Swap "each instance" for "every occurrence" throughout the items below, leave everything else unchanged, and leave the pictures out of your answer.

____

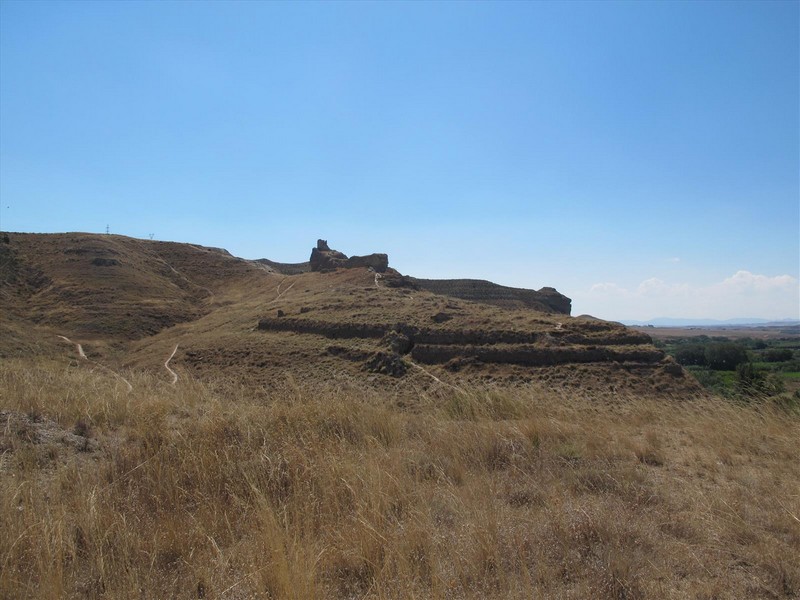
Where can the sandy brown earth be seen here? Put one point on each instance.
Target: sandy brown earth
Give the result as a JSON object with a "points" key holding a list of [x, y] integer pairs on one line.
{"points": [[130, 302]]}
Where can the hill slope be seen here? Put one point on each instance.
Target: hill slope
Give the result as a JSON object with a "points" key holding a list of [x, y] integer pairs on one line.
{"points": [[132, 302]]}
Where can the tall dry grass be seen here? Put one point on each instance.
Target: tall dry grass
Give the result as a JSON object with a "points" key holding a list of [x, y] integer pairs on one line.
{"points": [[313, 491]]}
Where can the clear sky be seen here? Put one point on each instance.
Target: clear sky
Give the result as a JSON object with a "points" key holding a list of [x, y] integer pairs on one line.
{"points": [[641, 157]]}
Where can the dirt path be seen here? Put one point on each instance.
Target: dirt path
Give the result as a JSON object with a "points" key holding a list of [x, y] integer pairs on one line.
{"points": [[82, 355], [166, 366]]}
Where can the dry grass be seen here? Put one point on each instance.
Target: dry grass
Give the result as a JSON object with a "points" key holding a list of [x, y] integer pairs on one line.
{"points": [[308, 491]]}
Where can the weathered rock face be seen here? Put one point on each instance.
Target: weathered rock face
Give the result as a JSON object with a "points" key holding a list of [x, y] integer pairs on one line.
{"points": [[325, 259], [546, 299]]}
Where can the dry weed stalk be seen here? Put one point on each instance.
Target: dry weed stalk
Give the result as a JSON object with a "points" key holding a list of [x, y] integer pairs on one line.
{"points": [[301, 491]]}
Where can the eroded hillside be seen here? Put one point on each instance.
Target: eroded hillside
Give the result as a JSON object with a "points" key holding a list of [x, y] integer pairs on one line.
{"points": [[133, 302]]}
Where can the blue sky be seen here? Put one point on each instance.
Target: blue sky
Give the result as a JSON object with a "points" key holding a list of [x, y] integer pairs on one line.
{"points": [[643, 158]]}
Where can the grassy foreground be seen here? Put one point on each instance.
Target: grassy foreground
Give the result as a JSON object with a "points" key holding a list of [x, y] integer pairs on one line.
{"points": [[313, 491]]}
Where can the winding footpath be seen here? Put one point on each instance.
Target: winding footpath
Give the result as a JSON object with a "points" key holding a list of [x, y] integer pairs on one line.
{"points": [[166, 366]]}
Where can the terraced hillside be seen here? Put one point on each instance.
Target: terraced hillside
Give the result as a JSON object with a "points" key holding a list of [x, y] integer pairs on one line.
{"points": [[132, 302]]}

____

Correct response.
Where can the sandy brown earth be seen here? Put one point on every occurrence.
Target: sandy brown earth
Give the result as a JSON object with a "points" key holding a list of [x, y] integer pairs on one line.
{"points": [[130, 302]]}
Where can the hill slope be seen here? Put one point on every occurrence.
Target: hill slope
Give the result as a JSON object with a "points" key holding a list of [x, y] integer pairs on one line.
{"points": [[132, 302]]}
Where can the tall dry grass be seen here? Put one point on every occurrence.
Target: tall dry grass
Give the result as a JSON object with a "points" key holding a list of [x, y] integer pairs on one line.
{"points": [[313, 491]]}
Where can the clear sky be seen here? Put one point on every occurrence.
Target: clear sky
Give the result as a JSON object with a "points" key holding a list of [x, y] integer pairs on one line.
{"points": [[641, 157]]}
Where can the dirt path be seen here? Put one point on every occurrence.
Target: dirt path
Give the result as a JSON object with a "points" key holding a list of [x, y] integer pairs on one line.
{"points": [[82, 355], [166, 366]]}
Where can the dry grass be seen here? Put one point on every occurrence.
Target: dry grass
Give the result as a JSON object with a "points" key holding a list of [x, y] integer pairs on one line.
{"points": [[308, 491]]}
Where can the weathered rock face be seen here? Put one point on every occurrence.
Target: weathered rock face
Give the result as a JSON object with a "points" key holding a list of [x, y] integer pairs on one line.
{"points": [[325, 259], [546, 299]]}
Where can the dry weed stalk be seen here? Put one point on every occurrence.
Target: dry weed stalk
Give the result as a JSON object with a "points" key holding a list of [x, y] integer pairs on one line.
{"points": [[301, 491]]}
Where can the eroded hillside be seen here? Put one point on every occurrence.
Target: eroded hillside
Give the result as a JSON object with a "points" key holding a list of [x, y] integer pairs on one line.
{"points": [[133, 302]]}
Where can the blue sky be seen here? Put one point on every occurrence.
Target: blue sky
Give the result as a JSON object with a "points" key holding a list of [x, y] integer pairs on one line.
{"points": [[643, 158]]}
Where can the grassy foreground be seen here? Put one point on every occurrence.
Target: grassy foreground
Give the result as a JSON object with a "points" key holding a list of [x, y] integer pairs on one line.
{"points": [[313, 491]]}
Where can the winding footpath be seen here? Put one point on every occurrence.
Target: winding footpath
Give the result as a JSON object with a "points" key holding a list of [x, y] integer pairs on one line.
{"points": [[166, 366]]}
Where can the terraced hillside be seen here? Put one point on every occurrence.
Target: terraced hillside
Give the result as a JSON object with a "points" key holding a list of [x, y] integer pairs on one line.
{"points": [[132, 302]]}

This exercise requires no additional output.